TO DO: From the entries below, copy every line holding the word "rough".

==== THE DATA ====

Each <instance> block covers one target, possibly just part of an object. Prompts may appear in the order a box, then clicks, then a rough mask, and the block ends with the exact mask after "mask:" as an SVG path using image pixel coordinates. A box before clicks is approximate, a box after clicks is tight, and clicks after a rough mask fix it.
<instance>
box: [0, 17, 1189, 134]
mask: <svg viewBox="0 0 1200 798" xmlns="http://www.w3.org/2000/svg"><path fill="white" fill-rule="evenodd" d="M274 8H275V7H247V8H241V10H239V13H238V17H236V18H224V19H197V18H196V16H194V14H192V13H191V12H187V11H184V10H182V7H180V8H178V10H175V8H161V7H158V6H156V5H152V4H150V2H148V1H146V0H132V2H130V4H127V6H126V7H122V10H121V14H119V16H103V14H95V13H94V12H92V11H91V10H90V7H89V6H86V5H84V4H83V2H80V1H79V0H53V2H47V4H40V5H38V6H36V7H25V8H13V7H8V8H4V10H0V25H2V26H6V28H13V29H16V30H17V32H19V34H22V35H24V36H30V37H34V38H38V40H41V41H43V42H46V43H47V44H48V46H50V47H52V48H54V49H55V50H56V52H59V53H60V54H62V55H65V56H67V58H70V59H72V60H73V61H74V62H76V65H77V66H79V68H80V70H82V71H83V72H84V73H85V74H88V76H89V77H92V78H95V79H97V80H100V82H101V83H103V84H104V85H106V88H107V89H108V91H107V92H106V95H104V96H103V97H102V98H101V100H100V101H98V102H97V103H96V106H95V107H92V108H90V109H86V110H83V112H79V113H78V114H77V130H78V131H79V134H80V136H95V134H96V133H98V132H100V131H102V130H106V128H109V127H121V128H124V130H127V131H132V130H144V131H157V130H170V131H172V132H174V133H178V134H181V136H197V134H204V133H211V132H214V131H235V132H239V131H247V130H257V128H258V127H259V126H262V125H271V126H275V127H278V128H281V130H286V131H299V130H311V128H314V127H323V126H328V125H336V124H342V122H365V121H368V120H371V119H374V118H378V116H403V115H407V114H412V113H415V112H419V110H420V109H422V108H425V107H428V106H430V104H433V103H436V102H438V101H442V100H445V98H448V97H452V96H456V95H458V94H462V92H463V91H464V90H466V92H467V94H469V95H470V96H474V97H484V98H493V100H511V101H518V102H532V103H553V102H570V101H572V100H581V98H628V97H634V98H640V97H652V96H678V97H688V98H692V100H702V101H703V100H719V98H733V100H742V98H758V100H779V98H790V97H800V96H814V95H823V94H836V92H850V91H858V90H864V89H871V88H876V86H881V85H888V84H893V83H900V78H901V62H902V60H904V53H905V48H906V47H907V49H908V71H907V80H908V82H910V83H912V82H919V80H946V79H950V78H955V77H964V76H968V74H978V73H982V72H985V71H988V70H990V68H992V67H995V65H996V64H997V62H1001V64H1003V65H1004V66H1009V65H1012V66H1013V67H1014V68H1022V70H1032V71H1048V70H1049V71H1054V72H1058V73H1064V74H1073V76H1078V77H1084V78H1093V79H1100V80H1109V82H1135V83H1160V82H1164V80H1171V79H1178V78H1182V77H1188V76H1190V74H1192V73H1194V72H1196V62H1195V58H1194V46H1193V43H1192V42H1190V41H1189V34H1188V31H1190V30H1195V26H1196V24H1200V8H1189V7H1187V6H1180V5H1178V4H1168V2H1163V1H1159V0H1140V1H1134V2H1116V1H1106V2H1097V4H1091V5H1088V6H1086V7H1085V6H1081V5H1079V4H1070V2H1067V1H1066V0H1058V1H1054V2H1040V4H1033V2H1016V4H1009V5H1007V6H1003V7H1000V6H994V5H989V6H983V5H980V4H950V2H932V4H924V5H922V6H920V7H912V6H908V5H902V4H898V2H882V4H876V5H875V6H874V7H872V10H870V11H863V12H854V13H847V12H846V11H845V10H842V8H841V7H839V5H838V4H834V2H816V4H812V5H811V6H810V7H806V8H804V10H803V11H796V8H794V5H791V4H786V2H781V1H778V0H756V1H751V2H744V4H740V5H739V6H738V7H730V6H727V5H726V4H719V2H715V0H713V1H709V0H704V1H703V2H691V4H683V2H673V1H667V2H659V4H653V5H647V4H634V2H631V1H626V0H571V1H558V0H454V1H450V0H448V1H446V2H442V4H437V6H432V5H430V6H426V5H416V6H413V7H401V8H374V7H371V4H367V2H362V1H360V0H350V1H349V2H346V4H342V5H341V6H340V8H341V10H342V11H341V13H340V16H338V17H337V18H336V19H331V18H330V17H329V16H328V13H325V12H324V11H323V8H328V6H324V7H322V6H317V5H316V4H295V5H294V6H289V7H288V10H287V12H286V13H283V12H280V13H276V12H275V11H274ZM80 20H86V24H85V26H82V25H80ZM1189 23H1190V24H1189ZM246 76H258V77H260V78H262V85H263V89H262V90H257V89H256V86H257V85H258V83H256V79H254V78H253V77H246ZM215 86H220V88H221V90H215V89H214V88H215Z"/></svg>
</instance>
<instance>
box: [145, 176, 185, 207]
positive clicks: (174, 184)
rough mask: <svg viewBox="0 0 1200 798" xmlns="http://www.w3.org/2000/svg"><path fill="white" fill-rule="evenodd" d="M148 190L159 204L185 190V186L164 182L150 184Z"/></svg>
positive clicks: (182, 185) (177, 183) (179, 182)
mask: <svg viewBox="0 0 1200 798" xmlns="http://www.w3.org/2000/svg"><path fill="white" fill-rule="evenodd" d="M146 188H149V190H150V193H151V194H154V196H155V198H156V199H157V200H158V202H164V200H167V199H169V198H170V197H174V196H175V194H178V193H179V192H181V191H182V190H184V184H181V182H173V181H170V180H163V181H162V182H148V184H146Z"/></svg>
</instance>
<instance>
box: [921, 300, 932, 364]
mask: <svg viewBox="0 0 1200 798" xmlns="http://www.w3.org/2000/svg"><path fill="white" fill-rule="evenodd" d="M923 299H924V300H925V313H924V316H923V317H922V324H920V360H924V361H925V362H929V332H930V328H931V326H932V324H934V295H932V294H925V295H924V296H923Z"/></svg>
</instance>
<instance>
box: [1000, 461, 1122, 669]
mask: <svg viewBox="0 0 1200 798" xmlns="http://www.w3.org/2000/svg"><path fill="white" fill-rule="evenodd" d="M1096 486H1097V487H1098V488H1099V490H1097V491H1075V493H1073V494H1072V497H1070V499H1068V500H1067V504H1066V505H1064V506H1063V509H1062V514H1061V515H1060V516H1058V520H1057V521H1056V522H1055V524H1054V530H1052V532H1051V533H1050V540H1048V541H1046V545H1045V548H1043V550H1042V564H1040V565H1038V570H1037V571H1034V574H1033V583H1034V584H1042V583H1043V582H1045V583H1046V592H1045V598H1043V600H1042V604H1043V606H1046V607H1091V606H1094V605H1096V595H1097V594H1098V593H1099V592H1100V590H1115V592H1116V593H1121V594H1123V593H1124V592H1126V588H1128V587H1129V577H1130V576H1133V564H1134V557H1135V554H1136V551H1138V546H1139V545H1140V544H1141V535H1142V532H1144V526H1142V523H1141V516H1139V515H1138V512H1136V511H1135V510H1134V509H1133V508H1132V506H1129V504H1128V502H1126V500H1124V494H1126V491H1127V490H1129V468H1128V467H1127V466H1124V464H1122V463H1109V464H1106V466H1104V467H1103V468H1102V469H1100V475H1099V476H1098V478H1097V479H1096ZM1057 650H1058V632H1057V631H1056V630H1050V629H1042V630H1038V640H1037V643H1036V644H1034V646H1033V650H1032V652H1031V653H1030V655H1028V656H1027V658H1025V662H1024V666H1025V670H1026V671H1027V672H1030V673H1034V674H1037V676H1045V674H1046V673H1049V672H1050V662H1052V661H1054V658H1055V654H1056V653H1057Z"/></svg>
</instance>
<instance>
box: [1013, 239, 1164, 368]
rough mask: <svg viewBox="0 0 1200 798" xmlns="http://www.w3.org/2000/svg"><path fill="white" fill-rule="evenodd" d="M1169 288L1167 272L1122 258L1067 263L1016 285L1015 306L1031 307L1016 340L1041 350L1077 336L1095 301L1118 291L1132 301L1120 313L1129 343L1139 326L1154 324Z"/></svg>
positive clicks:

====

TASK OUTPUT:
Each <instance> block covers one target, possibly just part of an object. Prompts may appear in the order a box, then clicks, then a rough mask, and the block ends with the exact mask after "mask:" as an SVG path using image pixel coordinates. A box before clicks is approximate, a box after clicks is tight, and clicks after a rough mask fix it.
rough mask: <svg viewBox="0 0 1200 798" xmlns="http://www.w3.org/2000/svg"><path fill="white" fill-rule="evenodd" d="M148 190L159 204L185 190V186L164 182L150 184Z"/></svg>
rough mask: <svg viewBox="0 0 1200 798" xmlns="http://www.w3.org/2000/svg"><path fill="white" fill-rule="evenodd" d="M1169 288L1167 272L1122 258L1067 263L1016 285L1015 306L1031 307L1016 340L1041 350L1077 336L1095 301L1118 291L1132 301L1120 313L1129 343L1139 326L1154 324Z"/></svg>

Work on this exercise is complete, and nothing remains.